> **Kaydedilmiş girdiler**

⟨

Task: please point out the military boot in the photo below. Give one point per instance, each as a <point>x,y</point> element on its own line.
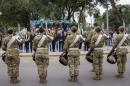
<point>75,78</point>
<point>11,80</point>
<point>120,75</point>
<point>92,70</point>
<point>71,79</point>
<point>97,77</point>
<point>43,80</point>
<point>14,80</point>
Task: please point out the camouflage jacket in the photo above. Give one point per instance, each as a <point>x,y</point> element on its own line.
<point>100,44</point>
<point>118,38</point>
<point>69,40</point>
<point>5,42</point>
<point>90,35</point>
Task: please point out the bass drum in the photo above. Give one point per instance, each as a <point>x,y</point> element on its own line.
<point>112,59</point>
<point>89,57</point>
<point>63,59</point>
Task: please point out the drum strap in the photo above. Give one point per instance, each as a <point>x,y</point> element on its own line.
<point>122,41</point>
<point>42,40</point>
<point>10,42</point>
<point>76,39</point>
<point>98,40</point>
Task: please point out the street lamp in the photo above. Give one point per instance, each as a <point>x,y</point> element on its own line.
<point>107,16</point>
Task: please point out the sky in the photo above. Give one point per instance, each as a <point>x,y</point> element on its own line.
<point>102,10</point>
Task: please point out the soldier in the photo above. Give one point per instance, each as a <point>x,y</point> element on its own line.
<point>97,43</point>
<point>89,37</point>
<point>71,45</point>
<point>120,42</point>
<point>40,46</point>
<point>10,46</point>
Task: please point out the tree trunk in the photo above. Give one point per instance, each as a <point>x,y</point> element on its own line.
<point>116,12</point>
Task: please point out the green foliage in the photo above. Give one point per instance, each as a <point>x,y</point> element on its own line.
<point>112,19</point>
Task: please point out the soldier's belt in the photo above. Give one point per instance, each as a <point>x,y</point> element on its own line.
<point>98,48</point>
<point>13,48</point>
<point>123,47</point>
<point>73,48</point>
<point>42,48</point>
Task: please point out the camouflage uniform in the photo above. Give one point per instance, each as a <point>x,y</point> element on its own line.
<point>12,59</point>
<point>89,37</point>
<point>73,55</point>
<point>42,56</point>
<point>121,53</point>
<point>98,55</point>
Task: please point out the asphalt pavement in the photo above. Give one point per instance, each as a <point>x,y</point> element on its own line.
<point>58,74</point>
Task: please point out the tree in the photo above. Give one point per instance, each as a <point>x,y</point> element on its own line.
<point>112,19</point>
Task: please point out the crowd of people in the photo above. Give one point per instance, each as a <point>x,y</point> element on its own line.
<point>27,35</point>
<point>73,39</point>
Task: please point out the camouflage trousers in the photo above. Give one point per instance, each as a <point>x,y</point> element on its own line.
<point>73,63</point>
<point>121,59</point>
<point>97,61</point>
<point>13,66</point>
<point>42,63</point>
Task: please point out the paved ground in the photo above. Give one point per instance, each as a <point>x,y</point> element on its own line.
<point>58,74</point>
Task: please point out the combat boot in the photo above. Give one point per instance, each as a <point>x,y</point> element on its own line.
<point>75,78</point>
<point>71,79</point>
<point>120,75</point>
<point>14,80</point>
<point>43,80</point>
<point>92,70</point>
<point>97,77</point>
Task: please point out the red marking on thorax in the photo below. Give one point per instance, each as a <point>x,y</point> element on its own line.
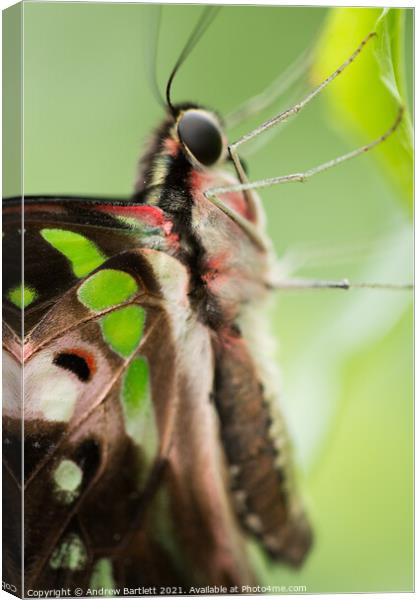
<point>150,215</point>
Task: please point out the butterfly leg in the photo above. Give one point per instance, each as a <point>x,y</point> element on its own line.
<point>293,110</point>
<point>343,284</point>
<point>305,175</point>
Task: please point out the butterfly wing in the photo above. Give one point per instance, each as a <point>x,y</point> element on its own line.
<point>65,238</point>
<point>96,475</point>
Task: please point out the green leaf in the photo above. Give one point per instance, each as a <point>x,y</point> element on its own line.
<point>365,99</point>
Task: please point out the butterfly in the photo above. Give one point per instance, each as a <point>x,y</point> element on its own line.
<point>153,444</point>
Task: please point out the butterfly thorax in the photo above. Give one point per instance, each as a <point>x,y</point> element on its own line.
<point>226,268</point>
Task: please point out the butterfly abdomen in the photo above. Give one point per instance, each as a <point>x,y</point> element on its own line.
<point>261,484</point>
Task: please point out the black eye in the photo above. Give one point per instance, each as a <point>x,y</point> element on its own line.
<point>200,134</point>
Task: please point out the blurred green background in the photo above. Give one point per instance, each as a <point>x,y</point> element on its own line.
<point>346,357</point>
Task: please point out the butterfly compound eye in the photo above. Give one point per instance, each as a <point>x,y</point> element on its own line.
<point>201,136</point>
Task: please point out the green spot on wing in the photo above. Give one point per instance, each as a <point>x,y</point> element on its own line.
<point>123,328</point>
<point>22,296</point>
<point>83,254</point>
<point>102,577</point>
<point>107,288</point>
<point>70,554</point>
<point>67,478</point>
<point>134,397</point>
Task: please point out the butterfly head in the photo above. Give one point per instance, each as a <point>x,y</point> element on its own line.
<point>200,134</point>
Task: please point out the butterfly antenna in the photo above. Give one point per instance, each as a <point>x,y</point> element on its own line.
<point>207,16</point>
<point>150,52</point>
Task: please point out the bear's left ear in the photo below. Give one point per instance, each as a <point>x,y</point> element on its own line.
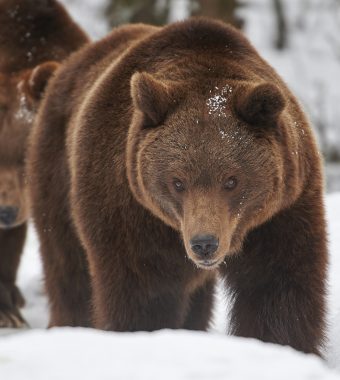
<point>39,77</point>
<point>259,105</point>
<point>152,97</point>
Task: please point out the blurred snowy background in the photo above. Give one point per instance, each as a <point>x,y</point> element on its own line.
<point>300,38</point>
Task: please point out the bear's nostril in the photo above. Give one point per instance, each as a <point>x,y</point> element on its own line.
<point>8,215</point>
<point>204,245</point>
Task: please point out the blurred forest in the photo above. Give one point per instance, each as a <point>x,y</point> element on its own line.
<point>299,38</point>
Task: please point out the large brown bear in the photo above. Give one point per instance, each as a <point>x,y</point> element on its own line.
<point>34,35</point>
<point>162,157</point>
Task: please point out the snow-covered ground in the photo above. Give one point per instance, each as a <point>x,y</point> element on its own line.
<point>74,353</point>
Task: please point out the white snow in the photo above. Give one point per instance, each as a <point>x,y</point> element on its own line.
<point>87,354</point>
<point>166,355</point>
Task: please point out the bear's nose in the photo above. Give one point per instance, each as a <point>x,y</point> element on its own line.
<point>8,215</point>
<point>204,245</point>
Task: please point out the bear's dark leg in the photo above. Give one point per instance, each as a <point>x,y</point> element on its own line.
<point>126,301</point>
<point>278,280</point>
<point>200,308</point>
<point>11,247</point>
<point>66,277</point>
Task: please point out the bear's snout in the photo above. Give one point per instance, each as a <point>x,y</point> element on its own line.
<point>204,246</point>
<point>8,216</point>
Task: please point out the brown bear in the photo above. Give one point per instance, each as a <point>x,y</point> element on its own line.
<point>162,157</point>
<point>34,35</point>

⟩
⟨

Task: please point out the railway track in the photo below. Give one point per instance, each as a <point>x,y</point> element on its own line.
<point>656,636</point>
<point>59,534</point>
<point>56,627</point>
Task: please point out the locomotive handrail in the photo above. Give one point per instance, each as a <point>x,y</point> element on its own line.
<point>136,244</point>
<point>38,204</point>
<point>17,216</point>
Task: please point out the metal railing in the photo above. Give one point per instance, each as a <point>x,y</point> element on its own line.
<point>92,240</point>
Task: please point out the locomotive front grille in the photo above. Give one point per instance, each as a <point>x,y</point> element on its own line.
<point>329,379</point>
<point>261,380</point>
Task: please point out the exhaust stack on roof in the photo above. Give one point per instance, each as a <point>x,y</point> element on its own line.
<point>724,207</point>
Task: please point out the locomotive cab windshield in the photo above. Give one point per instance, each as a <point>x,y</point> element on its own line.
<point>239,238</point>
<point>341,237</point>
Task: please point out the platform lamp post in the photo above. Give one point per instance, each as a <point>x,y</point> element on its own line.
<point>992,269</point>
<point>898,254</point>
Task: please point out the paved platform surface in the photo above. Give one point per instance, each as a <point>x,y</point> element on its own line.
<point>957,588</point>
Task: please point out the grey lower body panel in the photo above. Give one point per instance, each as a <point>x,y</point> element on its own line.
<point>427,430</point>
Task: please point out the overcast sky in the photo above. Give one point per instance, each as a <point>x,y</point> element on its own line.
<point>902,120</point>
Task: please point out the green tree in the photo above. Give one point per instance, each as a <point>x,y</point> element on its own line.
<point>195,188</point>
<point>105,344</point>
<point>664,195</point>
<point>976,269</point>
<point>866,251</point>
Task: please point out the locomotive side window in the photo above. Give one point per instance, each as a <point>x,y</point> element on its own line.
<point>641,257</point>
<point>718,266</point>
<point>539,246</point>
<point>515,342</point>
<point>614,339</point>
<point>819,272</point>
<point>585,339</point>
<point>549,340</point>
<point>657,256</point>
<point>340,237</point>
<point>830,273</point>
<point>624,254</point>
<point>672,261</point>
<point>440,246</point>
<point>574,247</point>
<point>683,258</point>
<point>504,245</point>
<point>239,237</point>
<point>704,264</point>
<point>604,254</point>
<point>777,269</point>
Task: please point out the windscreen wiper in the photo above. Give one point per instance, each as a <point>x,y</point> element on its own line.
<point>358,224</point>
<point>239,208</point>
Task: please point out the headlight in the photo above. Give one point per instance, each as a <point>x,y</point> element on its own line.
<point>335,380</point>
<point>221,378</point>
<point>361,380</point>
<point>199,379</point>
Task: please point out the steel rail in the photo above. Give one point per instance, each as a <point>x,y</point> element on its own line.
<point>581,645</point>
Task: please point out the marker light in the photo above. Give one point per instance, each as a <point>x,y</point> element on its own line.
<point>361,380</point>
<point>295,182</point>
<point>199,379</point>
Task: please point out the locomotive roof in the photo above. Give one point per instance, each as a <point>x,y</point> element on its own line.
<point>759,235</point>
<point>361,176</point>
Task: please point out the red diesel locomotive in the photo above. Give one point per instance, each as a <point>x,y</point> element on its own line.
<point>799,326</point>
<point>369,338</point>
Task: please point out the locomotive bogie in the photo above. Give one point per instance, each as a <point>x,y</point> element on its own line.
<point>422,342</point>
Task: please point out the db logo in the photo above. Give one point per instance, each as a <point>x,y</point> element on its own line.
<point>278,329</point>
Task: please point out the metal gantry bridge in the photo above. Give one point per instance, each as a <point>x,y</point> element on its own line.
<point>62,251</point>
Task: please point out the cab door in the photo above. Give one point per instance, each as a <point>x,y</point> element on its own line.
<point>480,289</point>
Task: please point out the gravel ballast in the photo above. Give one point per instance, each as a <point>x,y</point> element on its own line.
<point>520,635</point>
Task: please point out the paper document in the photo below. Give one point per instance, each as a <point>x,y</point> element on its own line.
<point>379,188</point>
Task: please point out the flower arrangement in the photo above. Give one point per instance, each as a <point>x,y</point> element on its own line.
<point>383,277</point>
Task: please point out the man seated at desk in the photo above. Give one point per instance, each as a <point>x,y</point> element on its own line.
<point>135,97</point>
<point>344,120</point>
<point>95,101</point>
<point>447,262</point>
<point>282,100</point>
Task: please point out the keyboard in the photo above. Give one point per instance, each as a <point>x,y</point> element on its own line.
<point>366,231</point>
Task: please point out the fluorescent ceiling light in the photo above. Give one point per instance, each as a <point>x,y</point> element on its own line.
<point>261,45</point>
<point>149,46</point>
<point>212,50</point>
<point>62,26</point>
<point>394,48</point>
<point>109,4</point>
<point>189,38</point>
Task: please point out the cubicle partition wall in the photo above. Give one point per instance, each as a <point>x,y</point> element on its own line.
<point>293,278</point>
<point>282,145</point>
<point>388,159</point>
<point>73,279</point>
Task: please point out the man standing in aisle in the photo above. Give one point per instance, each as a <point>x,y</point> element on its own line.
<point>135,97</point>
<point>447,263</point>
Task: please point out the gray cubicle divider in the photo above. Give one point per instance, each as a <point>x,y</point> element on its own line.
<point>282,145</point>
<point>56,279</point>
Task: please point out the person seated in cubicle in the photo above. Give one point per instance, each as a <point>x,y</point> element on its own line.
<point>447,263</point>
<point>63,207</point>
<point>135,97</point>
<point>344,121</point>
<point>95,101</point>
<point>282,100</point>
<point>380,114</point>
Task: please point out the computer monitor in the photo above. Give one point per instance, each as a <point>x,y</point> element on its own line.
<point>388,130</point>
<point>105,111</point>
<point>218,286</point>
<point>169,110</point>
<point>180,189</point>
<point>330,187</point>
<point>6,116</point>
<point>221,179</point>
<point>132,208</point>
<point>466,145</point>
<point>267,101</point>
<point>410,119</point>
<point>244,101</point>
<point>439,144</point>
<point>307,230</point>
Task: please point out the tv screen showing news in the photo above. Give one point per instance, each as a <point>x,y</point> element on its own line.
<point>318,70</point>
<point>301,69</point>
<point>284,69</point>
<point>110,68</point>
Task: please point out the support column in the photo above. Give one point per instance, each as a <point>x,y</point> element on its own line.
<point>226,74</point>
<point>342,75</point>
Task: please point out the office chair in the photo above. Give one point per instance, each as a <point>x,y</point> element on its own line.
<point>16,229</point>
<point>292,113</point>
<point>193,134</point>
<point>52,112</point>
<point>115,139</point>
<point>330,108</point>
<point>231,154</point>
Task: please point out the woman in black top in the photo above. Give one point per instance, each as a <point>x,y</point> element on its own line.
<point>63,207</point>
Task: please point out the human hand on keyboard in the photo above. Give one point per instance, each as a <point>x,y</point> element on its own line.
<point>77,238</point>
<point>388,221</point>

⟩

> **Gereksinimler**
Yukarıdaki girdilerde "soldier" dizesini barındıran her satırı kopyalayarak gösteriniz.

> **Çözümlü Problem**
Task: please point out the soldier in the photo above. Give one point per instance, each as a <point>x,y</point> element on its own line.
Task: please point out the soldier's belt in the photo above. Give one point per instance, each as a <point>x,y</point> element on its own line.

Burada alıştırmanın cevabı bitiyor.